**WORK ORDER**
How many lines of the records hold the string "positive"? Reply with the number alone.
[[ AVAILABLE RECORDS, beginning ]]
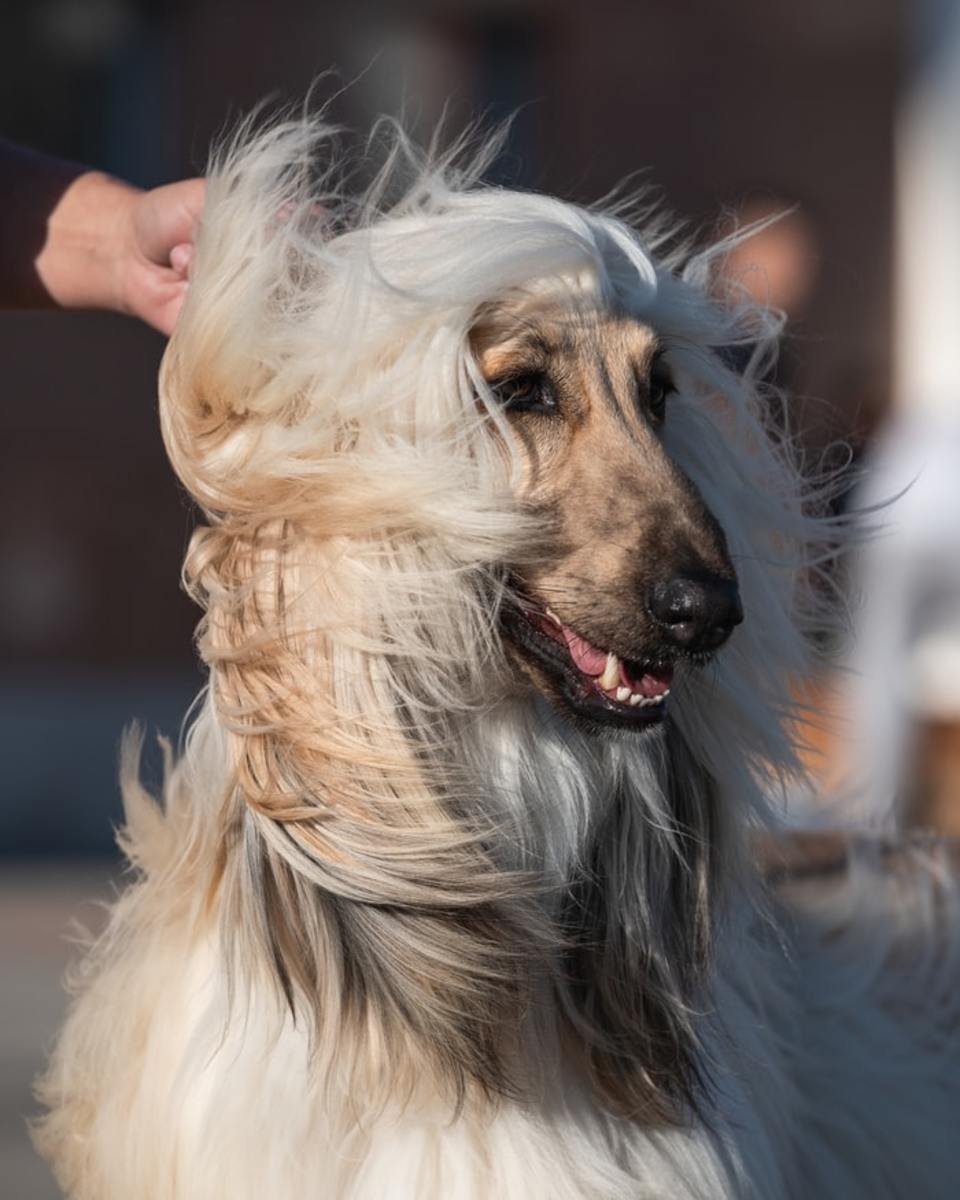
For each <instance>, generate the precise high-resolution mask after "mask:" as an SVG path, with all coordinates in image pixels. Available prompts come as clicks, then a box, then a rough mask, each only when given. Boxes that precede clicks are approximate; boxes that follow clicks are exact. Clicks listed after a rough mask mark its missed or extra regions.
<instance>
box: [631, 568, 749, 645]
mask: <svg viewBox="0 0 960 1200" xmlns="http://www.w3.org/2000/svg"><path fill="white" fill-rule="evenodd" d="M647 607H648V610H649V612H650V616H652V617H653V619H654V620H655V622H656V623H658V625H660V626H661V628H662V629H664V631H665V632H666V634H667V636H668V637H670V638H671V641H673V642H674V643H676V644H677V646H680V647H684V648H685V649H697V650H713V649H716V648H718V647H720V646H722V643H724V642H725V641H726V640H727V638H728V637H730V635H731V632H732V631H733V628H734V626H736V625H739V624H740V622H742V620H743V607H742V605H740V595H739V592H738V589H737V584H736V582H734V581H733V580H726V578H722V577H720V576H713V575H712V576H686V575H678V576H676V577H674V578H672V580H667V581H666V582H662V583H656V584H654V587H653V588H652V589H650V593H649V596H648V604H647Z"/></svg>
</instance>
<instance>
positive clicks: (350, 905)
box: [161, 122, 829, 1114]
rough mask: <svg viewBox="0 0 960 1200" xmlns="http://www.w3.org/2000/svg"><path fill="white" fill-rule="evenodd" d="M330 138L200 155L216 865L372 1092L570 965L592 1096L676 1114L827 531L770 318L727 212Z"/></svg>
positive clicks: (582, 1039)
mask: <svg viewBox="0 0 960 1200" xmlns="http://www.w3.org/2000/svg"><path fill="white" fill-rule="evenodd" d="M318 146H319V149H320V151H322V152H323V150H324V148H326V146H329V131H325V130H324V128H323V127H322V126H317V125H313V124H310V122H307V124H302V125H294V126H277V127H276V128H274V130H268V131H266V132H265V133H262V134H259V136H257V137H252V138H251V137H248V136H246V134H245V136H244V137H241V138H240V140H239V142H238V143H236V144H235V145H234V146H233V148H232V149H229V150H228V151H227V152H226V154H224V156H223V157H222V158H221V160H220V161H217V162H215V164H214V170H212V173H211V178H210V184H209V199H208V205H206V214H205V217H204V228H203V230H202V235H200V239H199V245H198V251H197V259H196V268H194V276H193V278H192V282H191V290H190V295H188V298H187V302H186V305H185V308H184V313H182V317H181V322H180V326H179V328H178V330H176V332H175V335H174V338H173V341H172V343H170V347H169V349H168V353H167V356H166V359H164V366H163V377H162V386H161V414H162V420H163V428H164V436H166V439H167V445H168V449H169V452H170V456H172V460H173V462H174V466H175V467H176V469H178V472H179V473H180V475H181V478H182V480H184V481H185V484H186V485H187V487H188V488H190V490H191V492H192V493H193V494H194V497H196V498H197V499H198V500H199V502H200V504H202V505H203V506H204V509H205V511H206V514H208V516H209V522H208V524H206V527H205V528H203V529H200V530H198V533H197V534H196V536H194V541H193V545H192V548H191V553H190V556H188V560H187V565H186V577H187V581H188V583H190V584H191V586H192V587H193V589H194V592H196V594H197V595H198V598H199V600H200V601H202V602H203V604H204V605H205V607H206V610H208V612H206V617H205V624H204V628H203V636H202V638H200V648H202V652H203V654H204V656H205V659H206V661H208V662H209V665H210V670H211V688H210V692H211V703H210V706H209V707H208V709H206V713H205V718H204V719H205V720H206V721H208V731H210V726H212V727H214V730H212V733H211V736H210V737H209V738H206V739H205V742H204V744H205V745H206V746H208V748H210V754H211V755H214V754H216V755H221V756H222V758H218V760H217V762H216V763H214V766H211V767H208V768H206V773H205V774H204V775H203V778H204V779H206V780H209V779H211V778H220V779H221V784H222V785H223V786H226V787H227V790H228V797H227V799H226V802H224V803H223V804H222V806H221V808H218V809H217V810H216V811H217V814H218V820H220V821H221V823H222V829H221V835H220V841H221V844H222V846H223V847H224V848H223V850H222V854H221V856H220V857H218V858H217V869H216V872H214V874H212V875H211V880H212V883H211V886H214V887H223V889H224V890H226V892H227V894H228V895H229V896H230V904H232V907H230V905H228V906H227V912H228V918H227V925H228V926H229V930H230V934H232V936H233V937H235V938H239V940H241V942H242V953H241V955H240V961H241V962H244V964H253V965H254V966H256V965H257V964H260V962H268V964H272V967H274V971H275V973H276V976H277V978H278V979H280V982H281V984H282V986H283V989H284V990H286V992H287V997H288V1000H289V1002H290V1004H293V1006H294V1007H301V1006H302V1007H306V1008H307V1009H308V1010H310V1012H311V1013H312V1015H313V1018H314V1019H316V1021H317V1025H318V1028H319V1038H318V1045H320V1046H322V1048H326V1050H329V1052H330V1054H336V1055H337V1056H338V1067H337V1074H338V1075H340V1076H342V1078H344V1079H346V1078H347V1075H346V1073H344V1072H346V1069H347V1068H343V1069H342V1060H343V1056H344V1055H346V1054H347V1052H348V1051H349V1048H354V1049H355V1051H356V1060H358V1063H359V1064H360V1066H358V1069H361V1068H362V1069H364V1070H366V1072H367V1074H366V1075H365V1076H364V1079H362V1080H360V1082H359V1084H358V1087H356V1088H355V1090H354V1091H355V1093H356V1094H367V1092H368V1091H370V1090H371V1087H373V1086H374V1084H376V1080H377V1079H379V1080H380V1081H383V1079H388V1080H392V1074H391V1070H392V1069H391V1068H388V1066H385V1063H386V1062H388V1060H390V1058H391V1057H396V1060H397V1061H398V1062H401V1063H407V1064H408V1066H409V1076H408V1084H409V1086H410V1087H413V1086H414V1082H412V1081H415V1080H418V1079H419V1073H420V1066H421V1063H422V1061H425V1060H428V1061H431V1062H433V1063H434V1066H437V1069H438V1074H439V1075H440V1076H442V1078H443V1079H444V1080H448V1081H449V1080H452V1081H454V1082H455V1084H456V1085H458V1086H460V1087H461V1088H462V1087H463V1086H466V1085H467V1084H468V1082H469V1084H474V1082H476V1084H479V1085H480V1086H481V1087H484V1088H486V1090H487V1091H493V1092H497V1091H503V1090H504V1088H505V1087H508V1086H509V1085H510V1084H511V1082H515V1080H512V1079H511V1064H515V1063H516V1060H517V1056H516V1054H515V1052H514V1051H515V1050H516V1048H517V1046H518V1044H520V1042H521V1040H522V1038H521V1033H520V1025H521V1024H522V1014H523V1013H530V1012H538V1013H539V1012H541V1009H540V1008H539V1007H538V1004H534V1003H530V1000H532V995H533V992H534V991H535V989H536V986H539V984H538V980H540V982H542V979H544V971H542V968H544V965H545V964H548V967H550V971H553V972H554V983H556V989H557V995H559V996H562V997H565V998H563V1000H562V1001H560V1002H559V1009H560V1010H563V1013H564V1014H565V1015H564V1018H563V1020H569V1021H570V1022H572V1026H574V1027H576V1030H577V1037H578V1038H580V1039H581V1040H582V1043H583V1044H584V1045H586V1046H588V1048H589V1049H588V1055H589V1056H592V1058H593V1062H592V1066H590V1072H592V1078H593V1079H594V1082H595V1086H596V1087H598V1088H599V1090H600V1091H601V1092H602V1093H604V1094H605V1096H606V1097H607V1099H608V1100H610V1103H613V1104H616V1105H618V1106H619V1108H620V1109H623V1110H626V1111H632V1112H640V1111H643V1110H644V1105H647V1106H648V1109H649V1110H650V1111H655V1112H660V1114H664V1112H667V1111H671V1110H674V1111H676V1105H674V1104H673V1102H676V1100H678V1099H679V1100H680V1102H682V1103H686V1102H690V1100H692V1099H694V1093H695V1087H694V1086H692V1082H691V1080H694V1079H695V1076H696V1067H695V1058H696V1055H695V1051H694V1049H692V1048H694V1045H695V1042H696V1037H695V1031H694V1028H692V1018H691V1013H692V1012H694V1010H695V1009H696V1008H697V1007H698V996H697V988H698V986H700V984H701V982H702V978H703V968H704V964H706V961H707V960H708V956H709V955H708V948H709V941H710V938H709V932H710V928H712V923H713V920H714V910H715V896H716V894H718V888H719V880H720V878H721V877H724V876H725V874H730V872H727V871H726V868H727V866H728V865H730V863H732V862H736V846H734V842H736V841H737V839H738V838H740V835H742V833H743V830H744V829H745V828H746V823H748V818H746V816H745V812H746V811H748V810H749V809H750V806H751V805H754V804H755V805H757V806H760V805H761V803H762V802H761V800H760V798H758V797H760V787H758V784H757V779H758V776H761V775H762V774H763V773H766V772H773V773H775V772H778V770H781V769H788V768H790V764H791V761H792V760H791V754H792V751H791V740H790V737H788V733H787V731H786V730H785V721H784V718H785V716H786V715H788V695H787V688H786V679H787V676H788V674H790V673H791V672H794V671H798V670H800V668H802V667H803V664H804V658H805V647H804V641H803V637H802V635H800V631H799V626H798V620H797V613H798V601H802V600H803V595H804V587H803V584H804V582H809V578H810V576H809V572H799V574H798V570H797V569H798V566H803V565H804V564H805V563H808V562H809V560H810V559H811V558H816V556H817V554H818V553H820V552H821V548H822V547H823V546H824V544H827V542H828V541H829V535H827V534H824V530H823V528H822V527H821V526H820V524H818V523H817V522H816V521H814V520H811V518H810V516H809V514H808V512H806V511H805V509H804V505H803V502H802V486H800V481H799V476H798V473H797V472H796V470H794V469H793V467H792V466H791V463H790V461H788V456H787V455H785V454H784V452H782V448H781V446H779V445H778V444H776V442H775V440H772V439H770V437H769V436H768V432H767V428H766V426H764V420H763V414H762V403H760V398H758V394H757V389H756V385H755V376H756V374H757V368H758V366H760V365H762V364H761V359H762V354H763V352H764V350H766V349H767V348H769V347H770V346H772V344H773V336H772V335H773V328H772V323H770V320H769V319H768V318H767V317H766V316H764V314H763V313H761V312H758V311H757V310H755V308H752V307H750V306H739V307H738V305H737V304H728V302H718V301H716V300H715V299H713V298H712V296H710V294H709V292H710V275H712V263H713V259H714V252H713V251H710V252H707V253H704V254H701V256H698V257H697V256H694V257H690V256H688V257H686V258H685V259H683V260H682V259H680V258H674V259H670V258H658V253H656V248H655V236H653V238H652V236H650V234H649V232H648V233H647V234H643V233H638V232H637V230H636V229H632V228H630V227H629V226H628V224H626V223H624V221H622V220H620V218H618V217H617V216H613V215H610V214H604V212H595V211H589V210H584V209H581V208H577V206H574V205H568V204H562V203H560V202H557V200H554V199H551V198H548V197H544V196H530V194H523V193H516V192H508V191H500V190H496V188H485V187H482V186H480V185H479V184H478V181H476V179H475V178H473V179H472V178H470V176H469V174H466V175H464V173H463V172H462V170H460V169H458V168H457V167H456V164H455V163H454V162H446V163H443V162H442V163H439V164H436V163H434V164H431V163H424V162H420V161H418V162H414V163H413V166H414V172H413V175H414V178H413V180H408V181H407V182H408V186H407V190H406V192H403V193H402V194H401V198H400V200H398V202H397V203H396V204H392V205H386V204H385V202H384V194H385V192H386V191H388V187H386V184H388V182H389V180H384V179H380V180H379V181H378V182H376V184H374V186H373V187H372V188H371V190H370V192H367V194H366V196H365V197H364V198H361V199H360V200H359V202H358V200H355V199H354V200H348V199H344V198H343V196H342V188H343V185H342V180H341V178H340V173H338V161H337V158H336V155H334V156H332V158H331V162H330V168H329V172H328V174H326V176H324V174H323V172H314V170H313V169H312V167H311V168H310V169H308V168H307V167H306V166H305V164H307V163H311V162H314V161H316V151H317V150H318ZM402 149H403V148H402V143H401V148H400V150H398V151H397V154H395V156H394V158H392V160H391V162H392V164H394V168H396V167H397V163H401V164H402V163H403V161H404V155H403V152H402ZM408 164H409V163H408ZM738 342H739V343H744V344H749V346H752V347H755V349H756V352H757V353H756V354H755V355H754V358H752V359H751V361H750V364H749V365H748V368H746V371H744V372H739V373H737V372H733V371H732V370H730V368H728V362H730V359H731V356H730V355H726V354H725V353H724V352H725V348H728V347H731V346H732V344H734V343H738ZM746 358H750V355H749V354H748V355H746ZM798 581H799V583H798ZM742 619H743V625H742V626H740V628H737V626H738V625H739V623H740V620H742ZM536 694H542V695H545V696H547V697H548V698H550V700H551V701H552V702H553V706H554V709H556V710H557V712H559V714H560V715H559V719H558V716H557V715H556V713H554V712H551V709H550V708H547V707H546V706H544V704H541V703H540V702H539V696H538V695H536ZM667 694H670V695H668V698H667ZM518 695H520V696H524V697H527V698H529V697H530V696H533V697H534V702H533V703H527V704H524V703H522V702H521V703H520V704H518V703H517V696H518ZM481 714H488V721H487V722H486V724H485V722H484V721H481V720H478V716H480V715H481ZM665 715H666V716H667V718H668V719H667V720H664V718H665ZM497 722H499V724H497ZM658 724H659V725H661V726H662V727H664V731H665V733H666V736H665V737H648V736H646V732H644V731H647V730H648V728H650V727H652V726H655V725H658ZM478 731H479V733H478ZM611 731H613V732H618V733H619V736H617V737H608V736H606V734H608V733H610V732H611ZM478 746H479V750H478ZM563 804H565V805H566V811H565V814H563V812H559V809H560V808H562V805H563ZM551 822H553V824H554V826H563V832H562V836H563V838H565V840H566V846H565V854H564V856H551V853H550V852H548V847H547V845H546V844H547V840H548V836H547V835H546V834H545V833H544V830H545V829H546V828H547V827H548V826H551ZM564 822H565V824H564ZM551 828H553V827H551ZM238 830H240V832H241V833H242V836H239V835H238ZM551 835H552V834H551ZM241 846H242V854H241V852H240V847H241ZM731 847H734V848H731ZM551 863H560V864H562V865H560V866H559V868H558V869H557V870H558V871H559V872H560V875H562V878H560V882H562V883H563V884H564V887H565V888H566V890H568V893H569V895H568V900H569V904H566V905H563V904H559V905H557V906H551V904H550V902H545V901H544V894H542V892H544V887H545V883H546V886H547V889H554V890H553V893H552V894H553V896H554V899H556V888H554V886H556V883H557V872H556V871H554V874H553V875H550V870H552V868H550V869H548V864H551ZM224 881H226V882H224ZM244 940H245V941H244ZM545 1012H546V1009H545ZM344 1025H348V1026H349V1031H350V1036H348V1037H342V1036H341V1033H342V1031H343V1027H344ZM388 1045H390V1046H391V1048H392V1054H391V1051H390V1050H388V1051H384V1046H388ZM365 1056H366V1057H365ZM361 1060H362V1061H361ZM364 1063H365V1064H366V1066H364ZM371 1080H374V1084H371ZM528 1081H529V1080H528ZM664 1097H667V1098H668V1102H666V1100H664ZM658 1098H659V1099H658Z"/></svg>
[[ AVAILABLE RECORDS, end ]]
**EXERCISE OUTPUT**
2